Extracted data entries:
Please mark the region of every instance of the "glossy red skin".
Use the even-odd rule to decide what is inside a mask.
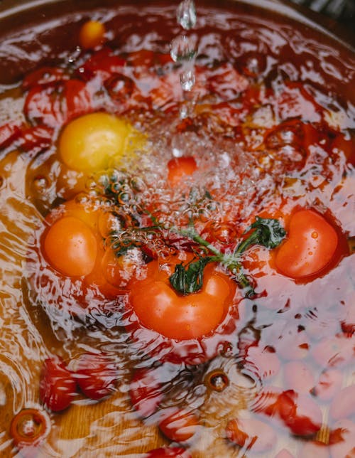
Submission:
[[[276,443],[276,433],[267,423],[253,418],[233,419],[226,428],[228,439],[251,452],[267,452]]]
[[[151,450],[144,455],[144,458],[192,458],[191,455],[185,449],[180,447],[162,447],[158,449]]]
[[[59,356],[47,358],[40,379],[40,398],[53,412],[66,409],[77,395],[77,383]]]
[[[255,410],[275,417],[297,436],[312,436],[320,430],[322,414],[320,408],[308,395],[293,390],[266,389],[261,393]]]
[[[322,215],[313,210],[297,211],[276,252],[276,267],[296,279],[321,275],[336,252],[338,240],[337,231]]]
[[[129,386],[131,402],[141,417],[146,417],[158,410],[163,395],[156,371],[141,368],[136,371]]]
[[[153,262],[156,264],[155,261]],[[150,262],[148,267],[155,272],[154,267],[155,264]],[[213,266],[207,266],[207,271],[210,268],[213,268]],[[153,274],[154,275],[155,274]],[[165,279],[164,282],[166,282],[166,273],[163,273],[163,276]],[[147,284],[148,286],[150,284],[150,278],[149,275],[147,275],[147,278],[143,282],[133,281],[129,285],[129,289],[134,290],[136,293],[138,291],[138,287],[141,287],[140,294],[146,301],[148,297]],[[127,331],[131,333],[133,345],[162,362],[169,361],[177,364],[184,362],[187,364],[195,365],[213,358],[218,353],[218,348],[221,342],[234,339],[233,333],[235,331],[236,321],[239,318],[236,307],[238,297],[234,298],[234,287],[235,286],[233,287],[233,294],[231,294],[230,299],[226,301],[225,304],[224,319],[215,329],[198,339],[183,340],[171,339],[153,329],[147,329],[142,325],[136,314],[134,304],[131,304],[129,302],[126,311],[129,319],[127,320],[129,324],[126,327]],[[176,299],[179,298],[177,297]]]
[[[168,415],[159,422],[163,434],[174,442],[185,442],[197,432],[200,420],[193,412],[175,410]]]
[[[168,181],[171,186],[182,182],[184,178],[192,175],[197,169],[192,156],[183,156],[170,159],[168,162]]]
[[[100,400],[114,392],[119,374],[107,355],[85,353],[77,361],[75,377],[85,396]]]

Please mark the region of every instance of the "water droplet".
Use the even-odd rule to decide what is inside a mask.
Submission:
[[[191,61],[197,53],[196,40],[193,37],[180,35],[170,43],[170,55],[174,62]]]
[[[196,8],[193,0],[182,0],[176,13],[178,23],[185,30],[190,30],[196,25]]]
[[[187,70],[181,73],[180,77],[181,87],[183,90],[190,91],[195,85],[195,72],[193,70]]]

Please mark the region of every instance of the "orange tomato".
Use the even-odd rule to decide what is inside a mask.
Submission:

● **SET TASK**: Leave out the pictures and restate everything else word for word.

● **ANSWER BELOW**:
Please mark the region of every instance of the "glossy red skin".
Use the even-odd rule to decide what is inside a mask.
Submission:
[[[276,443],[276,433],[267,423],[253,418],[233,419],[226,428],[228,439],[251,452],[267,452]]]
[[[151,450],[144,455],[144,458],[192,458],[191,455],[185,449],[180,447],[162,447],[158,449]]]
[[[59,356],[47,358],[40,379],[40,398],[53,412],[66,409],[77,395],[77,383]]]
[[[255,410],[275,417],[297,436],[312,436],[320,430],[322,414],[320,408],[308,395],[293,390],[266,389],[261,393]]]
[[[322,215],[313,210],[297,211],[276,252],[276,267],[296,279],[321,275],[336,252],[338,240],[337,231]]]
[[[129,386],[131,402],[141,417],[146,417],[158,410],[163,395],[156,371],[141,368],[136,371]]]
[[[153,262],[156,264],[155,261]],[[150,262],[148,267],[155,272],[154,267],[155,264]],[[213,266],[207,266],[207,271],[210,268],[213,268]],[[153,274],[154,275],[155,274]],[[165,279],[164,282],[166,282],[166,273],[163,273],[163,276]],[[147,284],[148,286],[150,284],[150,278],[149,275],[147,275],[147,278],[143,282],[133,281],[129,285],[129,289],[134,290],[136,293],[138,291],[138,287],[141,287],[140,294],[146,301],[148,297]],[[127,331],[131,333],[133,345],[162,362],[169,361],[177,364],[184,362],[187,364],[195,365],[213,358],[218,353],[218,348],[221,342],[234,339],[233,333],[235,331],[236,321],[239,318],[236,307],[238,297],[234,298],[234,287],[235,286],[233,287],[233,294],[231,294],[230,299],[226,301],[225,304],[224,319],[215,329],[198,339],[183,340],[171,339],[153,329],[147,329],[142,325],[136,314],[134,304],[131,304],[129,302],[126,311],[129,319],[127,320],[129,324],[126,327]],[[176,299],[179,298],[177,297]]]
[[[168,415],[159,422],[163,434],[174,442],[185,442],[197,432],[200,420],[193,412],[175,410]]]
[[[168,181],[171,186],[182,182],[184,178],[192,175],[197,169],[192,156],[183,156],[170,159],[168,162]]]
[[[100,400],[114,392],[119,374],[107,355],[85,353],[77,361],[75,377],[85,396]]]

Please mark the region of every instance of the "water droplet".
Use the even-odd rule to decide what is inside a mask.
Submission:
[[[191,61],[197,53],[196,40],[193,37],[180,35],[170,43],[170,55],[174,62]]]
[[[196,8],[193,0],[182,0],[176,13],[178,23],[185,30],[190,30],[196,25]]]
[[[187,70],[181,73],[180,77],[181,87],[183,90],[190,91],[195,85],[195,72],[193,70]]]

Please mark the region of every instance of the "orange tomato".
Use the even-odd rule to decide what is inside a mask.
Submission:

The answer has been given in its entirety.